ФРАГМЕНТ ДОКУМЕНТА =>
::::
Коммунары никогда не вспоминают своей беспризорной жизни, никогда они не ведут разговоров и бесед о прошлом. Мы также подчиняемся этому правилу. Воспитателям запрещено напоминать коммунарам о прошлом.
Благодаря этому ничто не нарушает общего нашего тона, ничто не вызывает у нас сомнений в полноценности и незапятнанности нашей жизни. Иногда только какой-нибудь бестактный приезжий говорун вдруг зальется восторгами по случаю разительных перемен, происшедших в "душах" наших коммунаров.
- Вот, вы были последними людьми, вы валялись на улицах, вам приходилось и красть...
Коммунары с хмурой деликатностью выслушивают подобные восторги, но никогда никто ни одним словом на них не отзовется.
Однако еще живые щупальцы пытаются присосаться к нашему коллективу. В такие моменты коммуна вдруг охватывается лихорадкой, она, как заболевший организм, быстро и тревожно мобилизует все силы, чтобы в опасном месте потушить развитие каких-то социальных бактерий.
Социальную инфекцию, напоминающую нам наше прошлое, приносят к нам чаще всего новенькие.
::::
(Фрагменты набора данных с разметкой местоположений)
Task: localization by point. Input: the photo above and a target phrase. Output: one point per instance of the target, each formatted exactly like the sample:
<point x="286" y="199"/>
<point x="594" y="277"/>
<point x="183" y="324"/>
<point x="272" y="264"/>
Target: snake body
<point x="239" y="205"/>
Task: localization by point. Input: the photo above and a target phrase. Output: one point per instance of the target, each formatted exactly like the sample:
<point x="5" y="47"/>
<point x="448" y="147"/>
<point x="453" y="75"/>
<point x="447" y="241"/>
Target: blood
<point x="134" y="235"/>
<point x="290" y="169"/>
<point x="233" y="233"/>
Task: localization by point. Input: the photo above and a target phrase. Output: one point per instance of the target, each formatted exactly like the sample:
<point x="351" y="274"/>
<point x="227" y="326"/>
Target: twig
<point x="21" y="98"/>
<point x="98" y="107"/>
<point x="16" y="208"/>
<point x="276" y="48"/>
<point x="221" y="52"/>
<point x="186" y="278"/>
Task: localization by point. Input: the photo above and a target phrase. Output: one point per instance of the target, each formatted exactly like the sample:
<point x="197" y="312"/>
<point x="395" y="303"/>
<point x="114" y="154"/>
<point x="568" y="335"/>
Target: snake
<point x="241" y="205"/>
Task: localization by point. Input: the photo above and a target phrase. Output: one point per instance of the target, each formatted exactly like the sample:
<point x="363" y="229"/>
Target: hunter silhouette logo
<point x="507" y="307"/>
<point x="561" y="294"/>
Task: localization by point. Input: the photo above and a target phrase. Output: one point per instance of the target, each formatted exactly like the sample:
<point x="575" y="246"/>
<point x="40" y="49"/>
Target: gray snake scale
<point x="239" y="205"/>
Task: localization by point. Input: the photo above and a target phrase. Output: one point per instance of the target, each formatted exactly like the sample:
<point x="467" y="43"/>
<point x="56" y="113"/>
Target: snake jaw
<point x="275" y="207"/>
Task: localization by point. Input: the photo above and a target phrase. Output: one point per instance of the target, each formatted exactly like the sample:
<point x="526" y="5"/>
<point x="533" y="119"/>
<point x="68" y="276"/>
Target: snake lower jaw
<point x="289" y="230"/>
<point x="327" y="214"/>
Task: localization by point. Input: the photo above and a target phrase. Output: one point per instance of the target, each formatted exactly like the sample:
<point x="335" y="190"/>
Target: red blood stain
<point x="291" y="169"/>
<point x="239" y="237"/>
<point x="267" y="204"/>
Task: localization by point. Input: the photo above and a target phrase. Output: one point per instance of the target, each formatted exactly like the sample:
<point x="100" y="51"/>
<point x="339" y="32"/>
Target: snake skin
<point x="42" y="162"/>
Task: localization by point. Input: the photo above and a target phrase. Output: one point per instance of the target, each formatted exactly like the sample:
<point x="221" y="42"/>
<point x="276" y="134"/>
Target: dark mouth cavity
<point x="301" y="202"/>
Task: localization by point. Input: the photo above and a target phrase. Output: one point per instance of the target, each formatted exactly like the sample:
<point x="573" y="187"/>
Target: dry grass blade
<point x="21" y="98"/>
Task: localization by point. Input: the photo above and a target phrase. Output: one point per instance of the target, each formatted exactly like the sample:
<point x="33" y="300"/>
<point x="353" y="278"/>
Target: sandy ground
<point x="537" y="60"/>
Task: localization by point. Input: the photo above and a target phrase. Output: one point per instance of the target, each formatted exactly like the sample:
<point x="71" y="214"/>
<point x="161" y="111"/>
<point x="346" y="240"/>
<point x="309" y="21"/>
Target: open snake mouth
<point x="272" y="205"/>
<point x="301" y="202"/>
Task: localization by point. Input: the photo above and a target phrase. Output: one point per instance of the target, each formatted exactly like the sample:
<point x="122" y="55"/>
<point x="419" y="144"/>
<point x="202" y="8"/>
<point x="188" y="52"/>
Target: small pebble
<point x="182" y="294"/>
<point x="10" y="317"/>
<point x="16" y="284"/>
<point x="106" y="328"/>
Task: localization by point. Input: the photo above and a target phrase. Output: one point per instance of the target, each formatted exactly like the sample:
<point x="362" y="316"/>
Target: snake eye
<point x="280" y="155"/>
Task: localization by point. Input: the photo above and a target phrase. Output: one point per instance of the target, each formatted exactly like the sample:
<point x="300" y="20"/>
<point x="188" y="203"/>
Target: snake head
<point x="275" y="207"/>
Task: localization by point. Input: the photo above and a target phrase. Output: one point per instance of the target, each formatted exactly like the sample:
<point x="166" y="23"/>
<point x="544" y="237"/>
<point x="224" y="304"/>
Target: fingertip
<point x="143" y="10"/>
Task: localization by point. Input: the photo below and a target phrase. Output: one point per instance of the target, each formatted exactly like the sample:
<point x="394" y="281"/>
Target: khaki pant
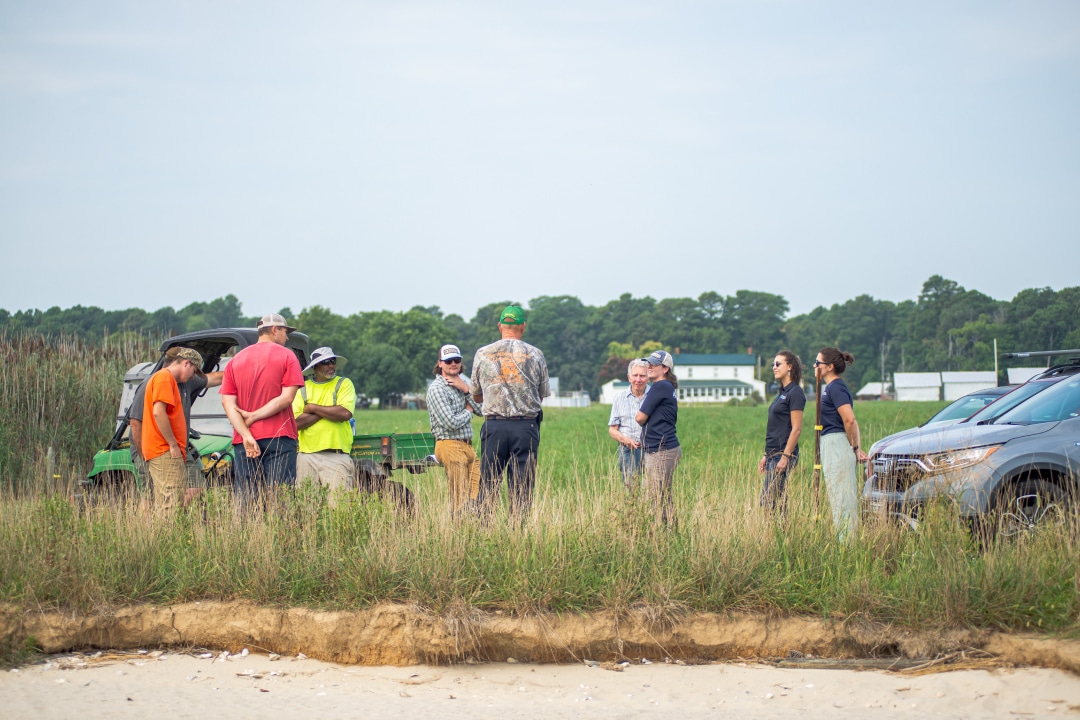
::::
ЗАДАНИЕ => Выведите без изменений часть отрывка о коммуне, начиная со слов «Коммунары никогда не» и заканчивая словами «них не отзовется.».

РЕЗУЛЬТАТ =>
Коммунары никогда не вспоминают своей беспризорной жизни, никогда они не ведут разговоров и бесед о прошлом. Мы также подчиняемся этому правилу. Воспитателям запрещено напоминать коммунарам о прошлом.
Благодаря этому ничто не нарушает общего нашего тона, ничто не вызывает у нас сомнений в полноценности и незапятнанности нашей жизни. Иногда только какой-нибудь бестактный приезжий говорун вдруг зальется восторгами по случаю разительных перемен, происшедших в "душах" наших коммунаров.
- Вот, вы были последними людьми, вы валялись на улицах, вам приходилось и красть...
Коммунары с хмурой деликатностью выслушивают подобные восторги, но никогда никто ни одним словом на них не отзовется.